-- Start Data shown --

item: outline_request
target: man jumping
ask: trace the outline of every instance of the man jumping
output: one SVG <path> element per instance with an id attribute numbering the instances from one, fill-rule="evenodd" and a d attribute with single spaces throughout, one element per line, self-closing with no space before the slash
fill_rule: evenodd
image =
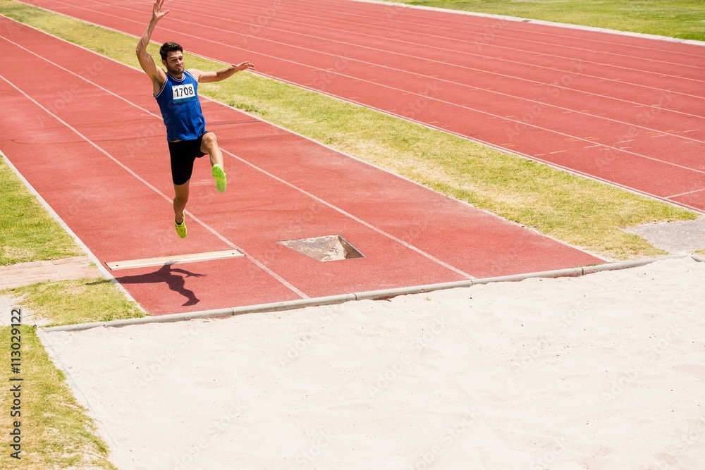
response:
<path id="1" fill-rule="evenodd" d="M 154 96 L 161 110 L 166 126 L 171 159 L 171 179 L 174 184 L 174 223 L 176 233 L 186 237 L 186 221 L 184 209 L 188 201 L 188 182 L 193 171 L 193 162 L 205 154 L 210 156 L 213 178 L 219 192 L 225 191 L 227 180 L 223 165 L 223 154 L 218 147 L 216 135 L 206 130 L 206 120 L 198 99 L 198 84 L 219 82 L 232 77 L 240 70 L 255 66 L 243 62 L 217 72 L 202 72 L 195 68 L 184 68 L 183 49 L 175 42 L 166 42 L 159 49 L 165 72 L 157 67 L 147 51 L 149 38 L 157 23 L 169 10 L 161 11 L 164 0 L 156 0 L 152 20 L 137 44 L 137 57 L 142 70 L 152 79 Z"/>

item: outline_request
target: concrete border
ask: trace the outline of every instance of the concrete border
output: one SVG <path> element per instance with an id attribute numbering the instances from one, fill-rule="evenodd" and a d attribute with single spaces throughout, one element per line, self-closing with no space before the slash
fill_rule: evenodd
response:
<path id="1" fill-rule="evenodd" d="M 441 8 L 436 6 L 424 6 L 422 5 L 410 5 L 408 4 L 400 4 L 394 1 L 384 1 L 383 0 L 352 0 L 363 4 L 376 4 L 377 5 L 387 5 L 397 7 L 414 8 L 417 10 L 427 10 L 429 11 L 437 11 L 442 13 L 456 13 L 458 15 L 467 15 L 469 16 L 480 16 L 482 18 L 494 18 L 504 21 L 514 21 L 516 23 L 530 23 L 535 25 L 544 26 L 555 26 L 556 27 L 567 27 L 572 30 L 582 30 L 584 31 L 592 31 L 594 32 L 604 32 L 606 34 L 616 35 L 619 36 L 631 36 L 632 37 L 641 37 L 647 39 L 656 39 L 658 41 L 666 41 L 667 42 L 676 42 L 680 44 L 692 44 L 694 46 L 705 47 L 705 41 L 698 41 L 697 39 L 683 39 L 680 37 L 671 37 L 670 36 L 659 36 L 658 35 L 649 35 L 643 32 L 633 32 L 632 31 L 621 31 L 619 30 L 609 30 L 606 27 L 596 27 L 595 26 L 584 26 L 582 25 L 572 25 L 567 23 L 558 23 L 556 21 L 546 21 L 545 20 L 534 20 L 532 18 L 520 18 L 518 16 L 508 16 L 506 15 L 495 15 L 492 13 L 477 13 L 474 11 L 467 11 L 465 10 L 453 10 L 451 8 Z"/>
<path id="2" fill-rule="evenodd" d="M 173 314 L 168 315 L 160 315 L 158 316 L 146 316 L 139 319 L 128 319 L 126 320 L 114 320 L 112 321 L 95 322 L 89 323 L 79 323 L 77 325 L 66 325 L 63 326 L 54 326 L 43 328 L 47 333 L 54 333 L 56 331 L 82 331 L 90 330 L 94 328 L 120 328 L 123 326 L 130 326 L 133 325 L 144 325 L 148 323 L 173 323 L 176 321 L 184 321 L 187 320 L 195 320 L 197 319 L 223 318 L 234 316 L 235 315 L 243 315 L 245 314 L 262 314 L 273 311 L 286 311 L 287 310 L 294 310 L 296 309 L 303 309 L 308 307 L 319 307 L 322 305 L 336 305 L 347 302 L 354 300 L 381 300 L 391 299 L 400 295 L 408 295 L 410 294 L 421 294 L 423 292 L 434 292 L 436 290 L 443 290 L 446 289 L 453 289 L 455 287 L 469 287 L 472 285 L 489 284 L 491 283 L 506 283 L 516 282 L 529 279 L 532 278 L 577 278 L 587 274 L 592 274 L 605 271 L 618 271 L 620 269 L 629 269 L 638 266 L 645 266 L 651 263 L 663 261 L 665 259 L 679 259 L 687 258 L 692 256 L 695 259 L 696 255 L 673 255 L 661 256 L 658 258 L 649 258 L 637 261 L 619 261 L 609 263 L 607 264 L 600 264 L 596 266 L 584 266 L 582 268 L 572 268 L 570 269 L 559 269 L 556 271 L 540 271 L 537 273 L 527 273 L 525 274 L 515 274 L 512 276 L 498 276 L 495 278 L 484 278 L 481 279 L 469 279 L 467 280 L 460 280 L 453 283 L 443 283 L 439 284 L 429 284 L 427 285 L 418 285 L 410 287 L 399 287 L 396 289 L 387 289 L 384 290 L 369 291 L 365 292 L 357 292 L 353 294 L 343 294 L 342 295 L 333 295 L 324 297 L 314 297 L 312 299 L 302 299 L 288 302 L 275 302 L 271 304 L 262 304 L 261 305 L 250 305 L 239 307 L 231 307 L 226 309 L 219 309 L 216 310 L 204 310 L 201 311 L 188 312 L 185 314 Z M 700 258 L 698 261 L 705 262 L 705 258 Z"/>

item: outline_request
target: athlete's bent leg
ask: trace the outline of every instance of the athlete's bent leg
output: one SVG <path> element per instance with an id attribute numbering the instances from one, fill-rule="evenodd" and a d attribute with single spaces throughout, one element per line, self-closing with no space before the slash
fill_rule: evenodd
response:
<path id="1" fill-rule="evenodd" d="M 218 147 L 218 137 L 214 132 L 206 132 L 201 140 L 201 151 L 211 157 L 211 166 L 220 165 L 223 168 L 223 152 Z"/>
<path id="2" fill-rule="evenodd" d="M 223 152 L 218 147 L 218 138 L 213 132 L 206 132 L 201 140 L 201 151 L 207 153 L 211 157 L 213 178 L 216 180 L 216 189 L 219 192 L 225 191 L 228 178 L 223 168 Z"/>
<path id="3" fill-rule="evenodd" d="M 188 202 L 188 181 L 183 185 L 174 185 L 174 221 L 176 223 L 183 222 L 183 209 Z"/>

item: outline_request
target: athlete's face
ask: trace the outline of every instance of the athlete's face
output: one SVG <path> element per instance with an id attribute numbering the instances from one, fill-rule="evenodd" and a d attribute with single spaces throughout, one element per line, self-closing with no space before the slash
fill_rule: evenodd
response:
<path id="1" fill-rule="evenodd" d="M 166 60 L 161 62 L 166 67 L 169 75 L 178 77 L 183 73 L 183 54 L 180 51 L 170 51 L 166 56 Z"/>

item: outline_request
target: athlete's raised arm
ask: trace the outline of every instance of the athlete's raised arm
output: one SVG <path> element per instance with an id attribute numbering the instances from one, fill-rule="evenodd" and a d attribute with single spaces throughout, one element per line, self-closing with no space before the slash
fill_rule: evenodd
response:
<path id="1" fill-rule="evenodd" d="M 212 82 L 220 82 L 221 80 L 230 78 L 238 72 L 246 70 L 250 68 L 255 68 L 255 66 L 250 62 L 243 62 L 238 65 L 231 65 L 226 68 L 221 68 L 215 72 L 203 72 L 195 68 L 190 69 L 189 73 L 193 78 L 198 80 L 199 83 L 209 83 Z"/>
<path id="2" fill-rule="evenodd" d="M 149 44 L 149 38 L 152 37 L 152 33 L 154 32 L 157 22 L 169 12 L 168 10 L 166 11 L 161 11 L 161 6 L 164 3 L 164 0 L 156 0 L 154 1 L 154 6 L 152 11 L 152 20 L 149 21 L 149 25 L 147 27 L 147 30 L 145 30 L 145 34 L 142 35 L 142 37 L 140 38 L 140 42 L 137 43 L 137 49 L 135 50 L 137 60 L 140 61 L 140 66 L 147 73 L 147 75 L 149 76 L 149 78 L 152 79 L 152 82 L 154 84 L 154 94 L 159 93 L 161 85 L 166 80 L 166 74 L 161 67 L 157 66 L 154 59 L 147 51 L 147 47 Z"/>

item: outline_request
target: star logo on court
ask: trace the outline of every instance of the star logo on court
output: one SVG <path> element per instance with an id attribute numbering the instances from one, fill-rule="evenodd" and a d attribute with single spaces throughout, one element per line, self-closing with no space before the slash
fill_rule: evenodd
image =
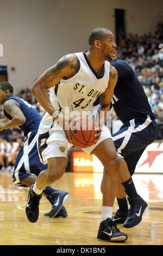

-- End Data shown --

Collect every line above that contains the string "trace", treating uppercase and lowercase letters as distinct.

Exercise output =>
ask: trace the outline of every instance of the man jumping
ask: trace the outline of every instance of the concrete border
ask: trace the outline of every instance of the athlete's bent leg
ask: trace the outline of every instance of the athlete's face
ask: trace the outline of every instance of the athlete's raised arm
ask: trace the outline of every instance of the star logo on court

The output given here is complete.